» **PROVIDED PASSAGE**

::::::::

However, leap years were not observed in the first years after the reform due to a counting error. In the first years of the Julian calendar’s existence – until 12 Common Era (CE) – every third year was a leap year due to a calculation error.

Too Many Leap Days

The Julian calendar's formula to calculate leap years produced a leap year every four years. This is way too often, and eventually the Julian calendar and important religious holidays, like Easter were several days out of sync with the fixed dates for astronomical events like equinoxes and solstices.

Realigned With the Sun

The introduction of the Gregorian calendar allowed for the realignment with events like the Vernal equinox and Winter solstice.

The solution to this error was to replace the Julian calendar with the Gregorian calendar in 1582.

The Julian Calendar in Modern Society

Although the Gregorian calendar has become the international civil calendar, the Julian calendar was still used by some countries into the early 1900s. Some Orthodox churches still use it today to calculate the dates of moveable feasts, such as the Orthodox Church in Russia. Others who still use the Julian calendar include the Berber people of North Africa and on Mount Athos.

::::::::

» **DATA SECTION**
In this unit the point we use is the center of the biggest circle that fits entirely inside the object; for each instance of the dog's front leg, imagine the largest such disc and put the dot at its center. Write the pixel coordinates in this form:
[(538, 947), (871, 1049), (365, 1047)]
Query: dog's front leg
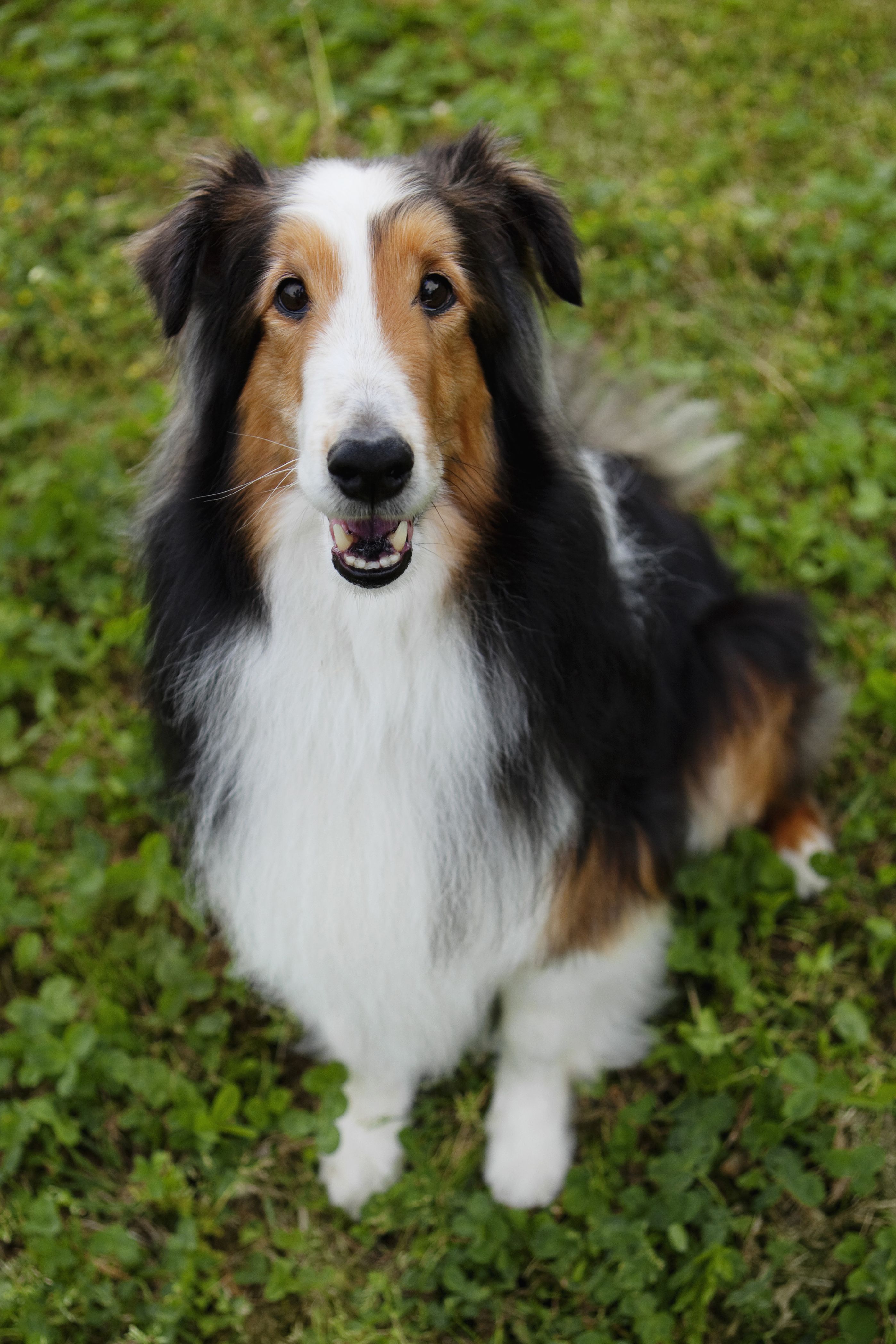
[(370, 1156)]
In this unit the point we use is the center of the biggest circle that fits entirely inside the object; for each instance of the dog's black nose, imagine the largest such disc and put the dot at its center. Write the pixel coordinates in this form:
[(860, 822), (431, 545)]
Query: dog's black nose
[(371, 469)]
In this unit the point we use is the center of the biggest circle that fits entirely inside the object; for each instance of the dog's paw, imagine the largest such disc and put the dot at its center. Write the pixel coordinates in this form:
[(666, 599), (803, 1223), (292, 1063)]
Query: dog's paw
[(809, 884), (531, 1143), (369, 1160)]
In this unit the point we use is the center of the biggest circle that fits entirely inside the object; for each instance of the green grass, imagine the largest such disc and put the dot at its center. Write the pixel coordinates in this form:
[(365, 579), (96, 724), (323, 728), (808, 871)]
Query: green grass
[(733, 174)]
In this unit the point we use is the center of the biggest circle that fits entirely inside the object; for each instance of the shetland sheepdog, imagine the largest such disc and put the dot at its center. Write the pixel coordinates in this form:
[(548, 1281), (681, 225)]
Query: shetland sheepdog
[(449, 693)]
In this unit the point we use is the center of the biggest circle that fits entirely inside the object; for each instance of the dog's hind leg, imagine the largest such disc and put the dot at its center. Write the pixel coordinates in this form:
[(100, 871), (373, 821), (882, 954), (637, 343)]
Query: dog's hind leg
[(579, 1014), (370, 1156), (765, 729), (799, 833)]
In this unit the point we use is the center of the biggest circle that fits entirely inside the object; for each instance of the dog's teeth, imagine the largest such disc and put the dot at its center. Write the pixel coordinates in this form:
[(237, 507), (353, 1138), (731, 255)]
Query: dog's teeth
[(400, 537), (342, 537)]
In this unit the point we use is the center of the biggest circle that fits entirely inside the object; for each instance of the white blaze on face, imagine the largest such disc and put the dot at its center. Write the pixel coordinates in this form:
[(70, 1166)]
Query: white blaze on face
[(351, 378)]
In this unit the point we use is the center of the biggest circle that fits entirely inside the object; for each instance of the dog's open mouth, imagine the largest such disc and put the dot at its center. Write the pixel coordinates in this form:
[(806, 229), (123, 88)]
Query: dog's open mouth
[(371, 552)]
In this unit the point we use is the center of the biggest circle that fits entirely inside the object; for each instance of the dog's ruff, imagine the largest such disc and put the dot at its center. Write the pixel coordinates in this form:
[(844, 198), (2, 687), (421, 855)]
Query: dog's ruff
[(444, 743)]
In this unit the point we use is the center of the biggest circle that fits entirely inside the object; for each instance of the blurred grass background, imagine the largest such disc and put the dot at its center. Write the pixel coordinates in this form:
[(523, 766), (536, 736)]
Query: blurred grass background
[(733, 174)]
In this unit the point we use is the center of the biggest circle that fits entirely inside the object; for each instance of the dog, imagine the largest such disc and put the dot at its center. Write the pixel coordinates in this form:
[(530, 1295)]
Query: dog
[(451, 695)]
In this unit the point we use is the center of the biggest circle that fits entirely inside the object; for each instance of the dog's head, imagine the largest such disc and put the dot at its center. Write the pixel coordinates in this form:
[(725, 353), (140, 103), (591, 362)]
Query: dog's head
[(342, 323)]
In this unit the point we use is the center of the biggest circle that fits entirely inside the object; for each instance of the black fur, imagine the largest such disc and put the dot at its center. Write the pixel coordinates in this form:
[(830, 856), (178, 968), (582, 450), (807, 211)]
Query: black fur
[(203, 262), (621, 703)]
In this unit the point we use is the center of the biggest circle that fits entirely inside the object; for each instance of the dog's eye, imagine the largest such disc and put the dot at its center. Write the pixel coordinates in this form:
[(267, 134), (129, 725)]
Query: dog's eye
[(292, 297), (437, 294)]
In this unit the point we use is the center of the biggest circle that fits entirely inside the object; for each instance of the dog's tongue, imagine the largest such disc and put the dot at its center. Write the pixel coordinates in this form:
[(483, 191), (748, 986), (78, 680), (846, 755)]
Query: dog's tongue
[(371, 529)]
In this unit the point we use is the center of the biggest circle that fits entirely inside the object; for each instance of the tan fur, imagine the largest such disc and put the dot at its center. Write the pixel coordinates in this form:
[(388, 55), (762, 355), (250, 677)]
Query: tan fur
[(441, 365), (747, 772), (262, 463), (592, 900), (797, 826), (436, 354)]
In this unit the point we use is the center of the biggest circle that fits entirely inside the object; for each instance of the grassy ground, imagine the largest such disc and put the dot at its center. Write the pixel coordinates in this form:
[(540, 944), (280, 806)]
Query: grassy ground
[(733, 172)]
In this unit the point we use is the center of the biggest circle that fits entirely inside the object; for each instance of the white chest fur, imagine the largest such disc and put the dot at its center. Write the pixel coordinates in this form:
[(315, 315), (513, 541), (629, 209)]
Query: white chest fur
[(361, 863)]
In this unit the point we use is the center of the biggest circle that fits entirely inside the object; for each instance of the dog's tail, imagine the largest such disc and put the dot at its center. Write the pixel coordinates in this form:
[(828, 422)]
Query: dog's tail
[(671, 435)]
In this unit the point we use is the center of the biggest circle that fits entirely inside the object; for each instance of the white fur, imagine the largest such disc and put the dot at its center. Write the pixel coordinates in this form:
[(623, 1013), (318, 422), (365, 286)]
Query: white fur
[(351, 377), (809, 884), (566, 1021), (362, 869), (350, 841)]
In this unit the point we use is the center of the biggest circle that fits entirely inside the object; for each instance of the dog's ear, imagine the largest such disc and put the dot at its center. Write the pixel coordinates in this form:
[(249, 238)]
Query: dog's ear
[(171, 256), (477, 174)]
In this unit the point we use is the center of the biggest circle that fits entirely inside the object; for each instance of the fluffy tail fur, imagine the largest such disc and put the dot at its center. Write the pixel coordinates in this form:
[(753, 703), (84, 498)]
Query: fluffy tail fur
[(669, 433)]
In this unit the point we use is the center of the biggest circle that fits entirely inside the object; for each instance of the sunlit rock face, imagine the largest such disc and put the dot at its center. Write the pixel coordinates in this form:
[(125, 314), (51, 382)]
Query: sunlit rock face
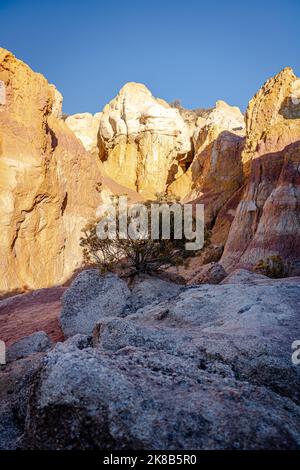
[(86, 126), (267, 221), (215, 172), (140, 138), (47, 182)]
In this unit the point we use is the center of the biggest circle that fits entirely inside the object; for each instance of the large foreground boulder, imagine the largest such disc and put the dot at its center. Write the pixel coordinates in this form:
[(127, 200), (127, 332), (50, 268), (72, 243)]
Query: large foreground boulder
[(35, 343), (141, 399), (15, 381), (91, 297), (209, 369)]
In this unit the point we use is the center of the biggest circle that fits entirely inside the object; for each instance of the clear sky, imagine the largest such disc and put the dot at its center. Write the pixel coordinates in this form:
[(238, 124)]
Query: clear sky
[(195, 51)]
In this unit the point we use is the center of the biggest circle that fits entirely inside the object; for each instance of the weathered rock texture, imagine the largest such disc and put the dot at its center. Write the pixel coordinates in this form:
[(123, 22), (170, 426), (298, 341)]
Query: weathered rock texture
[(47, 182), (141, 137), (215, 172), (267, 221), (35, 343), (208, 369), (86, 127)]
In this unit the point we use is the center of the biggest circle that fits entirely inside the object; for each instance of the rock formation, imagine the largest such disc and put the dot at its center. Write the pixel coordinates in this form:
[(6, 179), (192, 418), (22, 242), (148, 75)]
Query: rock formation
[(47, 182), (267, 221), (141, 137), (209, 368), (215, 172), (86, 127)]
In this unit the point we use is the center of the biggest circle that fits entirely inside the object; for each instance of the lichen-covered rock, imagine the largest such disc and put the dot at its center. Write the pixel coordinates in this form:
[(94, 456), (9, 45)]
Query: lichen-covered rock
[(140, 139), (150, 289), (91, 297), (142, 399), (16, 379), (266, 222), (209, 369), (35, 343), (211, 273)]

::::::::

» **PROBLEMS**
**1.** According to the passage on the Julian calendar, in what year was the Julian calendar replaced with the Gregorian calendar?
**2.** Continue the passage on the Julian calendar, picking up after its final sentence.

» **ANSWERS BY TASK**
**1.** 1582

**2.**
The calendar was used throughout the Roman Empire and by various Christian churches.

The Julian Period for Astronomers

The Julian period or the Julian Day system provides astronomers with a single system of dates that could be used when working with different calendars to align different historical chronologies. It assigns a Julian Day (JD) to every year without having to worry about B.C.E or C.E. It was invented by French Scholar Joseph Justus Scaliger in 1583, who proposed that the Julian Period starts at noon on January 1, 4713 B.C.E. (Julian calendar) and lasts for 7980 years. This was determined because it is a time period long enough to include all of recorded history and includes some time in the future that would incorporate the three important calendrical cycles, the Golden Number Cycle, the Solar Cycle, and the Roman Indiction.

The Golden Number Cycle is a cycle of 19 years, while the Solar Cycle is a cycle of 28 years and the Roman Indiction repeats every 15 years. Thus the Julian Period is calculated to be 7980 years long or 2,914,695 days because 19*28*15 = 7980.

Change From Julian to Gregorian Calendar

The Gregorian calendar was first introduced in 1582, but it took more than 300 years for all the different countries to change from the Julian Calendar.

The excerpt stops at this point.